Saved data entries

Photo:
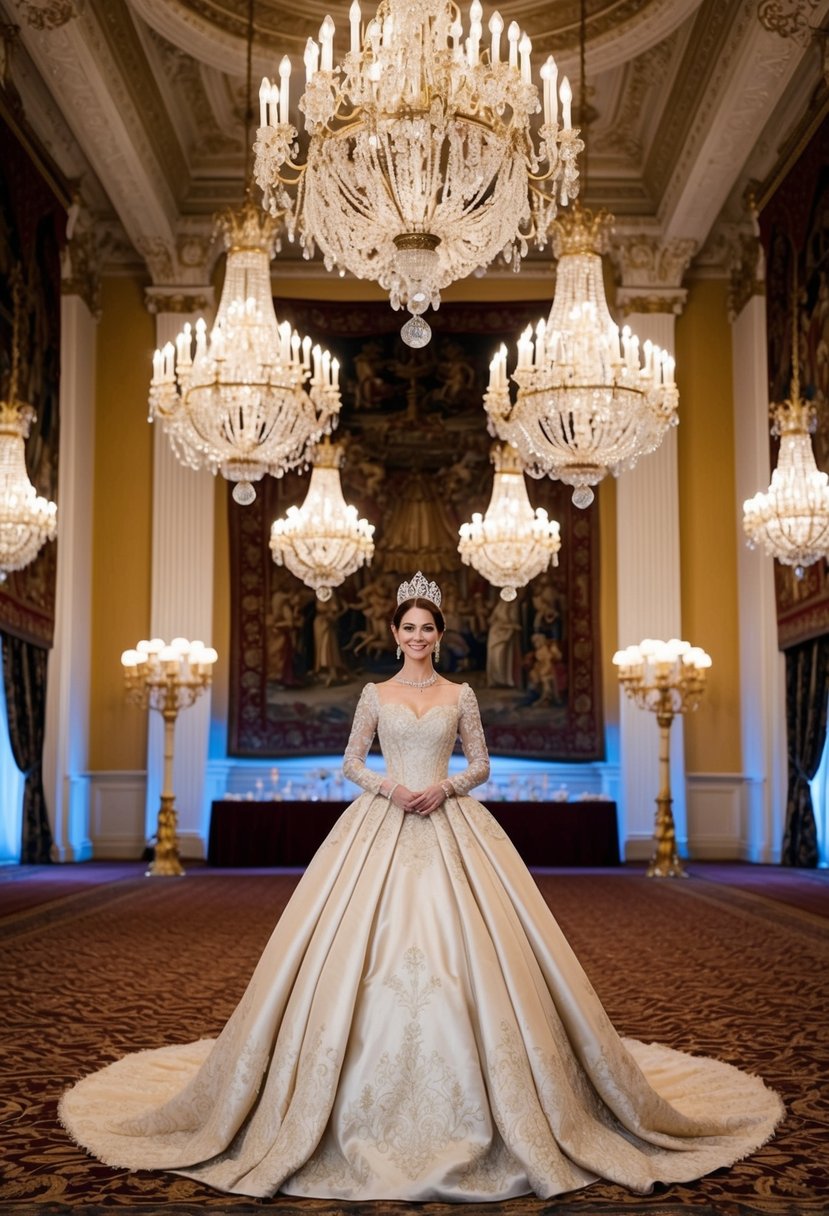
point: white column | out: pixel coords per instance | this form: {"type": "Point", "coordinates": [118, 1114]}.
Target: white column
{"type": "Point", "coordinates": [648, 591]}
{"type": "Point", "coordinates": [66, 744]}
{"type": "Point", "coordinates": [181, 606]}
{"type": "Point", "coordinates": [762, 666]}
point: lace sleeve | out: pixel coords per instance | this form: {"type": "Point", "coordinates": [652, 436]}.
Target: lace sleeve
{"type": "Point", "coordinates": [474, 746]}
{"type": "Point", "coordinates": [360, 739]}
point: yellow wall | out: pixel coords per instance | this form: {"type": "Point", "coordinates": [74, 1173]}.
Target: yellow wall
{"type": "Point", "coordinates": [708, 528]}
{"type": "Point", "coordinates": [122, 527]}
{"type": "Point", "coordinates": [123, 522]}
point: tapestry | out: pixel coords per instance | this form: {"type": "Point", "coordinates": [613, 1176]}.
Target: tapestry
{"type": "Point", "coordinates": [795, 225]}
{"type": "Point", "coordinates": [417, 465]}
{"type": "Point", "coordinates": [32, 224]}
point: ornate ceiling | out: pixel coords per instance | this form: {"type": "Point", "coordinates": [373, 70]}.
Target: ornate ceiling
{"type": "Point", "coordinates": [141, 103]}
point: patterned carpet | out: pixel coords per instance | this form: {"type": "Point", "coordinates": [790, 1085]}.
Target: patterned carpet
{"type": "Point", "coordinates": [136, 963]}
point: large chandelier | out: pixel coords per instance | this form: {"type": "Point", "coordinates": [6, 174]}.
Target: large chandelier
{"type": "Point", "coordinates": [421, 167]}
{"type": "Point", "coordinates": [322, 541]}
{"type": "Point", "coordinates": [240, 404]}
{"type": "Point", "coordinates": [791, 518]}
{"type": "Point", "coordinates": [586, 405]}
{"type": "Point", "coordinates": [27, 521]}
{"type": "Point", "coordinates": [512, 542]}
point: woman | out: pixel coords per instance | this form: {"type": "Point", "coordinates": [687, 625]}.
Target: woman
{"type": "Point", "coordinates": [417, 1026]}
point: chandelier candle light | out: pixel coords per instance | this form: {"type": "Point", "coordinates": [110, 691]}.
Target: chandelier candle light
{"type": "Point", "coordinates": [667, 679]}
{"type": "Point", "coordinates": [238, 403]}
{"type": "Point", "coordinates": [323, 541]}
{"type": "Point", "coordinates": [421, 167]}
{"type": "Point", "coordinates": [791, 518]}
{"type": "Point", "coordinates": [586, 404]}
{"type": "Point", "coordinates": [167, 679]}
{"type": "Point", "coordinates": [512, 542]}
{"type": "Point", "coordinates": [27, 521]}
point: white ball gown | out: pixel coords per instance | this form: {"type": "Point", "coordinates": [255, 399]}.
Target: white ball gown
{"type": "Point", "coordinates": [418, 1029]}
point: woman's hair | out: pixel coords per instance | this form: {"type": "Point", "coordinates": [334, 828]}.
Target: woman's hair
{"type": "Point", "coordinates": [418, 602]}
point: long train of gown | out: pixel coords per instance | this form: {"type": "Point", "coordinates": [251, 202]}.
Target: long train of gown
{"type": "Point", "coordinates": [418, 1029]}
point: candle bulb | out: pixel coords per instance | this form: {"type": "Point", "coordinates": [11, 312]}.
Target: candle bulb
{"type": "Point", "coordinates": [327, 43]}
{"type": "Point", "coordinates": [513, 35]}
{"type": "Point", "coordinates": [354, 17]}
{"type": "Point", "coordinates": [310, 57]}
{"type": "Point", "coordinates": [496, 28]}
{"type": "Point", "coordinates": [565, 94]}
{"type": "Point", "coordinates": [525, 48]}
{"type": "Point", "coordinates": [548, 83]}
{"type": "Point", "coordinates": [285, 86]}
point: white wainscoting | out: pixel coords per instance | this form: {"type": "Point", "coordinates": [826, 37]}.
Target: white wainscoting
{"type": "Point", "coordinates": [717, 816]}
{"type": "Point", "coordinates": [117, 814]}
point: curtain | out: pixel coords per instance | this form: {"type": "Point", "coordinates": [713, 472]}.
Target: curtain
{"type": "Point", "coordinates": [24, 679]}
{"type": "Point", "coordinates": [806, 691]}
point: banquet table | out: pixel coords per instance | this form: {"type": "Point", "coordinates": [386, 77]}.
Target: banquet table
{"type": "Point", "coordinates": [269, 833]}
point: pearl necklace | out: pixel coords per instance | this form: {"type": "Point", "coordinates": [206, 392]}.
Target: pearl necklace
{"type": "Point", "coordinates": [418, 684]}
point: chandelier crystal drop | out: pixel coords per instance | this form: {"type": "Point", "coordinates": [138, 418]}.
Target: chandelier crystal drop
{"type": "Point", "coordinates": [585, 405]}
{"type": "Point", "coordinates": [27, 521]}
{"type": "Point", "coordinates": [323, 541]}
{"type": "Point", "coordinates": [512, 542]}
{"type": "Point", "coordinates": [790, 519]}
{"type": "Point", "coordinates": [419, 167]}
{"type": "Point", "coordinates": [240, 403]}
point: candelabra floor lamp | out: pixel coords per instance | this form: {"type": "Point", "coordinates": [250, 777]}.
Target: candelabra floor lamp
{"type": "Point", "coordinates": [667, 679]}
{"type": "Point", "coordinates": [167, 679]}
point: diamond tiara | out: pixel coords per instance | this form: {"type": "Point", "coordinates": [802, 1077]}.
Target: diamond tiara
{"type": "Point", "coordinates": [418, 589]}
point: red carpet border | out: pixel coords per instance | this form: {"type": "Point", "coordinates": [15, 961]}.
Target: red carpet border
{"type": "Point", "coordinates": [139, 963]}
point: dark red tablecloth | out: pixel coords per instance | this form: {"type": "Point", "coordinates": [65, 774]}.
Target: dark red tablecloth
{"type": "Point", "coordinates": [249, 833]}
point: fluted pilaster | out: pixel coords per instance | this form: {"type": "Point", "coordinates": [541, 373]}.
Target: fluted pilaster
{"type": "Point", "coordinates": [181, 597]}
{"type": "Point", "coordinates": [66, 742]}
{"type": "Point", "coordinates": [648, 591]}
{"type": "Point", "coordinates": [762, 670]}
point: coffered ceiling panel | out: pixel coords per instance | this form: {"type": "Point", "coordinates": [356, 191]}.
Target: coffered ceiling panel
{"type": "Point", "coordinates": [142, 102]}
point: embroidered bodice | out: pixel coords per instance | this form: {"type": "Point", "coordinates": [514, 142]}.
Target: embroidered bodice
{"type": "Point", "coordinates": [417, 748]}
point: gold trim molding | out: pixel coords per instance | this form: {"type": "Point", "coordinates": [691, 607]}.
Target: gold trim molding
{"type": "Point", "coordinates": [178, 299]}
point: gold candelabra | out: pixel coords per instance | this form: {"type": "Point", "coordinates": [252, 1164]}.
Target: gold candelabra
{"type": "Point", "coordinates": [167, 679]}
{"type": "Point", "coordinates": [667, 679]}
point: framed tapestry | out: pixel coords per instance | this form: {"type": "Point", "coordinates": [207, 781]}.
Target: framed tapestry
{"type": "Point", "coordinates": [417, 465]}
{"type": "Point", "coordinates": [795, 235]}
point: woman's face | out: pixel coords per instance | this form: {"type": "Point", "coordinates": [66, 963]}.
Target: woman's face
{"type": "Point", "coordinates": [417, 634]}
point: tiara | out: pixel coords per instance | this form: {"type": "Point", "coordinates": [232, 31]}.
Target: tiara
{"type": "Point", "coordinates": [418, 589]}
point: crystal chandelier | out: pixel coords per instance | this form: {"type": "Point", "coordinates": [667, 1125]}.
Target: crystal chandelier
{"type": "Point", "coordinates": [27, 521]}
{"type": "Point", "coordinates": [322, 541]}
{"type": "Point", "coordinates": [512, 542]}
{"type": "Point", "coordinates": [238, 404]}
{"type": "Point", "coordinates": [790, 519]}
{"type": "Point", "coordinates": [421, 167]}
{"type": "Point", "coordinates": [585, 405]}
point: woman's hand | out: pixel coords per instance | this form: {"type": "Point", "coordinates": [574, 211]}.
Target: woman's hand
{"type": "Point", "coordinates": [428, 800]}
{"type": "Point", "coordinates": [402, 798]}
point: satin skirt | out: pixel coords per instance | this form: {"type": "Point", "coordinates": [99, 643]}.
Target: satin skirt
{"type": "Point", "coordinates": [418, 1029]}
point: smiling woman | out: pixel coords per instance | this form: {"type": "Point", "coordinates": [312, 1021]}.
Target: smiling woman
{"type": "Point", "coordinates": [364, 1062]}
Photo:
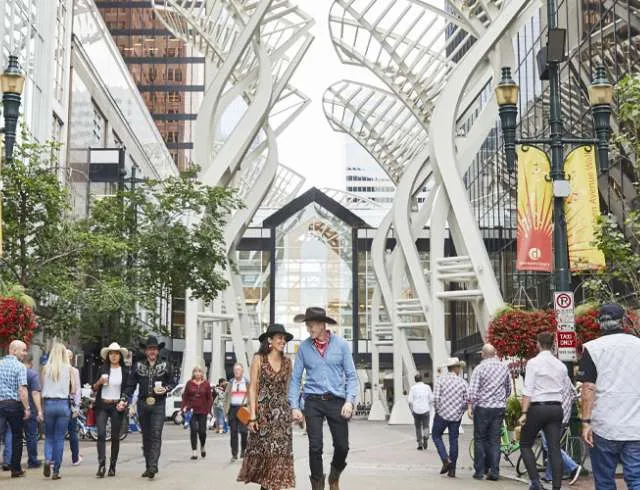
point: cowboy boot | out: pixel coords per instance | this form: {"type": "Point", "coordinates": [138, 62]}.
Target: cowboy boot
{"type": "Point", "coordinates": [317, 484]}
{"type": "Point", "coordinates": [334, 478]}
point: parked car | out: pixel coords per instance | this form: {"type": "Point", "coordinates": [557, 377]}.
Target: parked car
{"type": "Point", "coordinates": [172, 407]}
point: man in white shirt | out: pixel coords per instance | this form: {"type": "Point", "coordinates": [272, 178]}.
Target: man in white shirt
{"type": "Point", "coordinates": [609, 370]}
{"type": "Point", "coordinates": [420, 401]}
{"type": "Point", "coordinates": [545, 379]}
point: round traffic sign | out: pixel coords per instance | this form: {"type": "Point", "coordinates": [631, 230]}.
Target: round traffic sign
{"type": "Point", "coordinates": [564, 300]}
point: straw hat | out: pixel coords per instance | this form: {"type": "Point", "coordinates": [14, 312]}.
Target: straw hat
{"type": "Point", "coordinates": [114, 346]}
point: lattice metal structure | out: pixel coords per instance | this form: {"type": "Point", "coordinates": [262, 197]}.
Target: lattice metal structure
{"type": "Point", "coordinates": [253, 48]}
{"type": "Point", "coordinates": [420, 52]}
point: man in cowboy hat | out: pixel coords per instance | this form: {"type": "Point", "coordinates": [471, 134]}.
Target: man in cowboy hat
{"type": "Point", "coordinates": [330, 392]}
{"type": "Point", "coordinates": [489, 389]}
{"type": "Point", "coordinates": [152, 376]}
{"type": "Point", "coordinates": [451, 395]}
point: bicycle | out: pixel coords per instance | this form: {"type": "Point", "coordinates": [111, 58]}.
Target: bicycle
{"type": "Point", "coordinates": [508, 447]}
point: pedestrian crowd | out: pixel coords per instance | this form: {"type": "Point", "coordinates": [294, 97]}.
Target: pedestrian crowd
{"type": "Point", "coordinates": [258, 410]}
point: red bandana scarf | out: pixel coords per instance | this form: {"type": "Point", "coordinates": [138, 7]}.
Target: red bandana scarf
{"type": "Point", "coordinates": [322, 345]}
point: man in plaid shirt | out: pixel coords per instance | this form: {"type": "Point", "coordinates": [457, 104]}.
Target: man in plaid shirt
{"type": "Point", "coordinates": [490, 388]}
{"type": "Point", "coordinates": [451, 398]}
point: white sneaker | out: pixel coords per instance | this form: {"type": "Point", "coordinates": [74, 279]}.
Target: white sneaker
{"type": "Point", "coordinates": [575, 475]}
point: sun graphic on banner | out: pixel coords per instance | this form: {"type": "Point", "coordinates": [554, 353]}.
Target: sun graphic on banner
{"type": "Point", "coordinates": [535, 197]}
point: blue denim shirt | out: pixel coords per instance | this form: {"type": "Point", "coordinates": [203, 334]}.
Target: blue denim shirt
{"type": "Point", "coordinates": [334, 373]}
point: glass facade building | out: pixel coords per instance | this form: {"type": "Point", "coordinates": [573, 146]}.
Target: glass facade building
{"type": "Point", "coordinates": [168, 72]}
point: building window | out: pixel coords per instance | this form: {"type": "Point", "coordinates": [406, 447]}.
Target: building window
{"type": "Point", "coordinates": [99, 127]}
{"type": "Point", "coordinates": [60, 54]}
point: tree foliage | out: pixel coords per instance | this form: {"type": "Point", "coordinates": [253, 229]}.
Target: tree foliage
{"type": "Point", "coordinates": [90, 278]}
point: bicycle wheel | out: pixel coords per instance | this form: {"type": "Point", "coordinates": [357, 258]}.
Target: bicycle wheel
{"type": "Point", "coordinates": [521, 469]}
{"type": "Point", "coordinates": [575, 447]}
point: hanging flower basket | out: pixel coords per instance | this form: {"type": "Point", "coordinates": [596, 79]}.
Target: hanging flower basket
{"type": "Point", "coordinates": [17, 319]}
{"type": "Point", "coordinates": [513, 332]}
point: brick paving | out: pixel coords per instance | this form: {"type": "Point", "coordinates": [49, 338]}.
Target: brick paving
{"type": "Point", "coordinates": [382, 457]}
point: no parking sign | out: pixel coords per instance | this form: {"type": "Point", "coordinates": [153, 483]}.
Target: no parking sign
{"type": "Point", "coordinates": [566, 338]}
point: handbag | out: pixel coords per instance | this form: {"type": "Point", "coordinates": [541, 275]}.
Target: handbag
{"type": "Point", "coordinates": [243, 415]}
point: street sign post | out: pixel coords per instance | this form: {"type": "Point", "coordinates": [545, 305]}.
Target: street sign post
{"type": "Point", "coordinates": [566, 338]}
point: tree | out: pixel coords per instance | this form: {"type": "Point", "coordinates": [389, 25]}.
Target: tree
{"type": "Point", "coordinates": [89, 278]}
{"type": "Point", "coordinates": [173, 235]}
{"type": "Point", "coordinates": [620, 280]}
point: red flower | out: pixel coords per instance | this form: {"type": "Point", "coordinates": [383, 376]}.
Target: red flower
{"type": "Point", "coordinates": [17, 322]}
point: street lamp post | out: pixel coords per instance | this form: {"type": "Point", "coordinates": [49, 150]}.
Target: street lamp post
{"type": "Point", "coordinates": [12, 84]}
{"type": "Point", "coordinates": [600, 99]}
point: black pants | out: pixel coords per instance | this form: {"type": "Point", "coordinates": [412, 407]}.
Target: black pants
{"type": "Point", "coordinates": [547, 418]}
{"type": "Point", "coordinates": [315, 411]}
{"type": "Point", "coordinates": [235, 427]}
{"type": "Point", "coordinates": [421, 421]}
{"type": "Point", "coordinates": [487, 424]}
{"type": "Point", "coordinates": [152, 422]}
{"type": "Point", "coordinates": [103, 414]}
{"type": "Point", "coordinates": [198, 426]}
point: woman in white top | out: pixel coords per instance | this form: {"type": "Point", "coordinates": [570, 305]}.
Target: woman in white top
{"type": "Point", "coordinates": [111, 402]}
{"type": "Point", "coordinates": [57, 384]}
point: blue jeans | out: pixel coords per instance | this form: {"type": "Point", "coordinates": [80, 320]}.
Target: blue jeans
{"type": "Point", "coordinates": [487, 423]}
{"type": "Point", "coordinates": [568, 464]}
{"type": "Point", "coordinates": [31, 436]}
{"type": "Point", "coordinates": [219, 413]}
{"type": "Point", "coordinates": [74, 445]}
{"type": "Point", "coordinates": [439, 426]}
{"type": "Point", "coordinates": [605, 456]}
{"type": "Point", "coordinates": [11, 414]}
{"type": "Point", "coordinates": [56, 423]}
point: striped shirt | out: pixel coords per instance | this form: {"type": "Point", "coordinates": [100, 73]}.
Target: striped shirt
{"type": "Point", "coordinates": [13, 375]}
{"type": "Point", "coordinates": [450, 396]}
{"type": "Point", "coordinates": [490, 384]}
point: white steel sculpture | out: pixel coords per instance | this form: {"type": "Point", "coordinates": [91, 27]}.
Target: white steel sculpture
{"type": "Point", "coordinates": [420, 52]}
{"type": "Point", "coordinates": [253, 49]}
{"type": "Point", "coordinates": [394, 137]}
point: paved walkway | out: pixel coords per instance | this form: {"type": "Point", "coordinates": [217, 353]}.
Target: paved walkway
{"type": "Point", "coordinates": [382, 457]}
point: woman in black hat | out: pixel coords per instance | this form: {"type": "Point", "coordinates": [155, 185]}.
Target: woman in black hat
{"type": "Point", "coordinates": [268, 458]}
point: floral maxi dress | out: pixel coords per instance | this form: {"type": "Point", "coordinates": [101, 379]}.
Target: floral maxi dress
{"type": "Point", "coordinates": [268, 459]}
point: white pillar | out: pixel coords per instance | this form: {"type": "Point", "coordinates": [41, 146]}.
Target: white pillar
{"type": "Point", "coordinates": [192, 354]}
{"type": "Point", "coordinates": [216, 369]}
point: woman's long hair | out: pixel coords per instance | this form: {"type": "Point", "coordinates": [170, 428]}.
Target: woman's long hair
{"type": "Point", "coordinates": [58, 361]}
{"type": "Point", "coordinates": [264, 348]}
{"type": "Point", "coordinates": [107, 362]}
{"type": "Point", "coordinates": [200, 368]}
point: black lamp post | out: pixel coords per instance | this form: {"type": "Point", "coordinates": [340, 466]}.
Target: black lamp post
{"type": "Point", "coordinates": [12, 84]}
{"type": "Point", "coordinates": [600, 99]}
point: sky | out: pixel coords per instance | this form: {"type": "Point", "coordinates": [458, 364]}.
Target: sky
{"type": "Point", "coordinates": [309, 146]}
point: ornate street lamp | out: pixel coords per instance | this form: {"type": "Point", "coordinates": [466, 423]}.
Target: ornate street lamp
{"type": "Point", "coordinates": [12, 84]}
{"type": "Point", "coordinates": [601, 99]}
{"type": "Point", "coordinates": [507, 97]}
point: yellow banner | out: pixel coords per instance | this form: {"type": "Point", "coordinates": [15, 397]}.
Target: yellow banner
{"type": "Point", "coordinates": [535, 198]}
{"type": "Point", "coordinates": [582, 209]}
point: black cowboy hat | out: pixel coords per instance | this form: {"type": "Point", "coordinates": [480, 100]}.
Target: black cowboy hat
{"type": "Point", "coordinates": [274, 329]}
{"type": "Point", "coordinates": [152, 341]}
{"type": "Point", "coordinates": [314, 314]}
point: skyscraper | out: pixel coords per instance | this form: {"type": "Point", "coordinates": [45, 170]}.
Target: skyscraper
{"type": "Point", "coordinates": [168, 72]}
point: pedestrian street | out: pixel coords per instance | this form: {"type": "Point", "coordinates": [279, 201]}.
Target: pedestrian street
{"type": "Point", "coordinates": [381, 457]}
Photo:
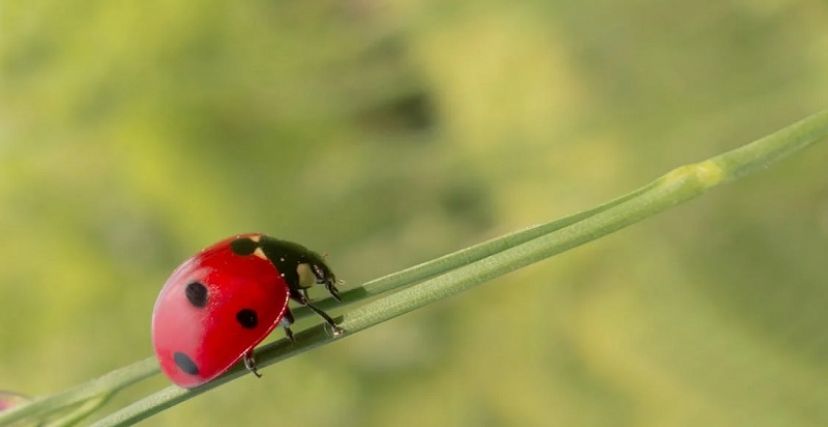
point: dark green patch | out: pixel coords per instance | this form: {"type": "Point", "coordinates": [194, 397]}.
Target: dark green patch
{"type": "Point", "coordinates": [243, 246]}
{"type": "Point", "coordinates": [247, 318]}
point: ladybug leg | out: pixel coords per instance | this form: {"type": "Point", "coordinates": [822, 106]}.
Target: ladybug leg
{"type": "Point", "coordinates": [302, 299]}
{"type": "Point", "coordinates": [331, 287]}
{"type": "Point", "coordinates": [286, 321]}
{"type": "Point", "coordinates": [250, 364]}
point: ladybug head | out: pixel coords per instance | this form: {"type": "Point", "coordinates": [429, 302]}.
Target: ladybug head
{"type": "Point", "coordinates": [314, 271]}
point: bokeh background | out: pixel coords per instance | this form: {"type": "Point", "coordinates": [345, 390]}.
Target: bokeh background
{"type": "Point", "coordinates": [389, 132]}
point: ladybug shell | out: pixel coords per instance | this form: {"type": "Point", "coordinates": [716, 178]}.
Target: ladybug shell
{"type": "Point", "coordinates": [214, 308]}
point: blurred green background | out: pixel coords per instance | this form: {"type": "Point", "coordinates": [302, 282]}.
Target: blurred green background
{"type": "Point", "coordinates": [386, 133]}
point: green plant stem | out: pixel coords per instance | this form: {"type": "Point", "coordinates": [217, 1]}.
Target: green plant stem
{"type": "Point", "coordinates": [679, 185]}
{"type": "Point", "coordinates": [106, 384]}
{"type": "Point", "coordinates": [131, 374]}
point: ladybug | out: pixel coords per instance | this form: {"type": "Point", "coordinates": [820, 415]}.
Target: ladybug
{"type": "Point", "coordinates": [219, 304]}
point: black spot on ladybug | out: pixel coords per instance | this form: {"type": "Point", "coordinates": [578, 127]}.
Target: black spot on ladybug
{"type": "Point", "coordinates": [247, 318]}
{"type": "Point", "coordinates": [196, 294]}
{"type": "Point", "coordinates": [185, 363]}
{"type": "Point", "coordinates": [243, 246]}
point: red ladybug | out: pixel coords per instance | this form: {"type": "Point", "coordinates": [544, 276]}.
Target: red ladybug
{"type": "Point", "coordinates": [218, 305]}
{"type": "Point", "coordinates": [9, 400]}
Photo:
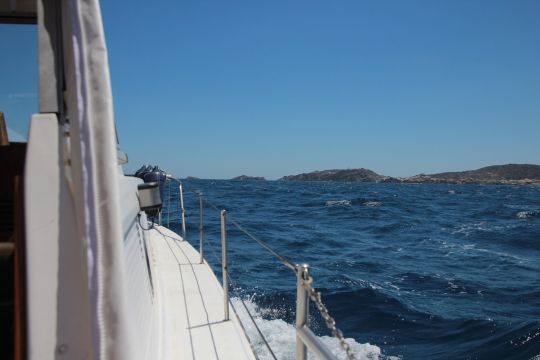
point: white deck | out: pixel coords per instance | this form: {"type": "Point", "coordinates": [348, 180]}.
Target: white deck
{"type": "Point", "coordinates": [190, 300]}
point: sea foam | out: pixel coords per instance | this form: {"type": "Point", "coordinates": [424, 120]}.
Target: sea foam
{"type": "Point", "coordinates": [281, 336]}
{"type": "Point", "coordinates": [527, 214]}
{"type": "Point", "coordinates": [338, 203]}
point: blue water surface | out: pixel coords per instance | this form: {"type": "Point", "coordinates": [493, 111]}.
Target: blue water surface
{"type": "Point", "coordinates": [420, 270]}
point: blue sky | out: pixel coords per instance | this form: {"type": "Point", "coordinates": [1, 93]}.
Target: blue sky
{"type": "Point", "coordinates": [217, 89]}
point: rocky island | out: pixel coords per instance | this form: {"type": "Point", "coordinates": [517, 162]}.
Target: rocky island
{"type": "Point", "coordinates": [246, 177]}
{"type": "Point", "coordinates": [364, 175]}
{"type": "Point", "coordinates": [513, 174]}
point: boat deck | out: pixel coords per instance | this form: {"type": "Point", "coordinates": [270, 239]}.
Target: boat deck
{"type": "Point", "coordinates": [191, 299]}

WHAT YOU WILL DO:
Could you return exactly the lines above from the line with "Target: diamond tiara" to the line with "point: framed tapestry", both included, and nothing else?

RESULT FOR THIS TASK:
Target: diamond tiara
{"type": "Point", "coordinates": [418, 589]}
point: red carpet border | out: pixel coords per instance | this form: {"type": "Point", "coordinates": [15, 961]}.
Target: red carpet border
{"type": "Point", "coordinates": [139, 963]}
point: dark red tablecloth | out: pixel coords per instance | this form: {"type": "Point", "coordinates": [65, 774]}.
Target: dark red tablecloth
{"type": "Point", "coordinates": [249, 833]}
point: fluted pilaster | out: pixel coords per instance | this form: {"type": "Point", "coordinates": [541, 373]}.
Target: fluted pilaster
{"type": "Point", "coordinates": [181, 597]}
{"type": "Point", "coordinates": [66, 742]}
{"type": "Point", "coordinates": [648, 591]}
{"type": "Point", "coordinates": [762, 670]}
point: coffered ceiling panel | out: pixel coords per instance | this form: {"type": "Point", "coordinates": [356, 191]}.
Target: coffered ceiling panel
{"type": "Point", "coordinates": [142, 102]}
point: embroidered bodice | out: pixel coords per instance | this form: {"type": "Point", "coordinates": [514, 142]}.
Target: embroidered bodice
{"type": "Point", "coordinates": [417, 748]}
point: gold trim molding | out: pixel coords per instance | this form: {"type": "Point", "coordinates": [691, 607]}.
Target: gold trim molding
{"type": "Point", "coordinates": [178, 299]}
point: gold candelabra | out: pixel coords per instance | this form: {"type": "Point", "coordinates": [252, 1164]}.
Target: gold candelabra
{"type": "Point", "coordinates": [167, 679]}
{"type": "Point", "coordinates": [667, 679]}
point: framed tapestry | out: pixel coords per instance | this form: {"type": "Point", "coordinates": [207, 781]}.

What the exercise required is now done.